> [Your goal]: Print every line of the items below verbatim, leaving out the pictures.

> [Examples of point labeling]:

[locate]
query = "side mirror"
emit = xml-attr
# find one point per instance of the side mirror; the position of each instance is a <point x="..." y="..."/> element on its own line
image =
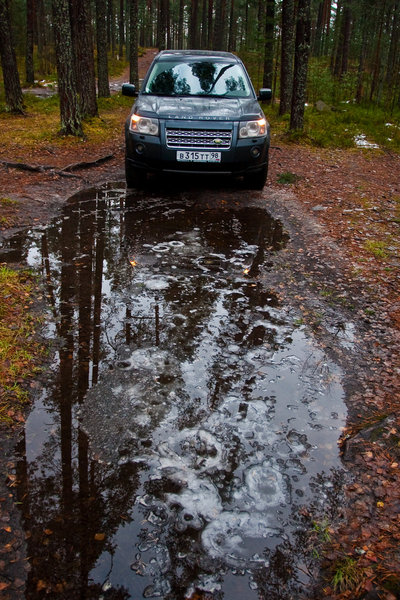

> [Solution to this task]:
[locate]
query = "side mirror"
emit = xml-attr
# find one point per instance of the side mirror; the position of each instance is a <point x="..." y="..."/> element on its own line
image =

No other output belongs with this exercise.